--- The exercise ---
Output the line that contains "The locate routine indicates the wooden" and every line after it to the end of the entries, with nothing added or left out.

--- A run of records ---

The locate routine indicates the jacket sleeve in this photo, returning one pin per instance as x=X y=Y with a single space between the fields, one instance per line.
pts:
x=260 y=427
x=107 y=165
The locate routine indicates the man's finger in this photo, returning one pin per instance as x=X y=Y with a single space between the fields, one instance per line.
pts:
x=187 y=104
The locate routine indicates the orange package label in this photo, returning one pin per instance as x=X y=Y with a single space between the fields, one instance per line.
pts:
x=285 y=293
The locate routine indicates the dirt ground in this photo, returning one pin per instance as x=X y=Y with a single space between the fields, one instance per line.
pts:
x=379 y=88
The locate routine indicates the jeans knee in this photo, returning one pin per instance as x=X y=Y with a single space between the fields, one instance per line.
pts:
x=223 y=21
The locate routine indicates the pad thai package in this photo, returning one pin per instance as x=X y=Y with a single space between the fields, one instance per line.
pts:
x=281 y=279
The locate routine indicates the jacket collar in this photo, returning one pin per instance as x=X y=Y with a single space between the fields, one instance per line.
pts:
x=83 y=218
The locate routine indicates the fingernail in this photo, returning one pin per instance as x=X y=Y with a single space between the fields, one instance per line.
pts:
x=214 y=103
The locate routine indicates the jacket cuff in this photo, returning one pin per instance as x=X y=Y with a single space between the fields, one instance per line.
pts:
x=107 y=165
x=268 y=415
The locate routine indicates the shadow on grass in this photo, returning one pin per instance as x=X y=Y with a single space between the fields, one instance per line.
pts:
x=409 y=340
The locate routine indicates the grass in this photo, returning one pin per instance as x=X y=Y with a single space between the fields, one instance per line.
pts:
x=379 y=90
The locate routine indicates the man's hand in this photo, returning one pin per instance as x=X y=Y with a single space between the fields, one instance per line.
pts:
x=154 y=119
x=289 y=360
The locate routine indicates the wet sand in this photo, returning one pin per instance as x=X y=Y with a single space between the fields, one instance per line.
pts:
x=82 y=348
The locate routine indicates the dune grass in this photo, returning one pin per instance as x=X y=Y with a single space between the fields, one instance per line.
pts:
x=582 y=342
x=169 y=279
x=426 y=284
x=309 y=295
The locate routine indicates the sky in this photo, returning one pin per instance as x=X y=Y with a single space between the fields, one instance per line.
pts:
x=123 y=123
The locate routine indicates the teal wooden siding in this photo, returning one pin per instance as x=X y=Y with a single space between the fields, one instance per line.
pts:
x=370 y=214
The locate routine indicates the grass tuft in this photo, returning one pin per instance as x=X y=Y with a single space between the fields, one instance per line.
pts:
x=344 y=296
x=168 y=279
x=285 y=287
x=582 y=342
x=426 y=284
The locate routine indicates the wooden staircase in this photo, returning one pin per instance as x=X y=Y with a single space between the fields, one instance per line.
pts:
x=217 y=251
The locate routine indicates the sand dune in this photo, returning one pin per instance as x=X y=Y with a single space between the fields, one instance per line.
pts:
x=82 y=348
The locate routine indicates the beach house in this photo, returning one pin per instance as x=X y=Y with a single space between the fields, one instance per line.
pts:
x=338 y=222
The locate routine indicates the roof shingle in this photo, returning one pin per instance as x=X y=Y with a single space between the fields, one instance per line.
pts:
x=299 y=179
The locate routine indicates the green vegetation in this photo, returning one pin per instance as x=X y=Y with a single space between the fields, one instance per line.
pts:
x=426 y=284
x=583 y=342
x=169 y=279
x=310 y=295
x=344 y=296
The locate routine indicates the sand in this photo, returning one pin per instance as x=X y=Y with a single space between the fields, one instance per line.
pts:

--- Solution to the exercise ---
The locate routine indicates the wooden staircase in this photo, returning one pin per instance as x=X y=Y with a single space between the fields, one instance per line.
pts:
x=217 y=251
The locate routine indicates the sand dune in this photo, returning one pin per instance as x=X y=Y with a single space between the fields, one instance per line.
pts:
x=82 y=348
The locate routine indicates the beach house in this photo, returning one pin per instance as x=X y=Y with a single space between the fields, one instance per line.
pts:
x=338 y=222
The locate routine indicates the roof shingle in this photo, returning one pin per instance as x=X y=Y with a single space between the fields, one instance per line.
pts:
x=299 y=179
The locate routine indicates the green vegetation in this photo, returning one pin per instance as x=X y=Y with a single space between the fields, one instance per line.
pts:
x=426 y=284
x=583 y=342
x=169 y=279
x=310 y=295
x=344 y=296
The locate routine indicates the sand in this photo, returning one pin per instance as x=X y=Y with a single space between the fields, one instance per line.
pts:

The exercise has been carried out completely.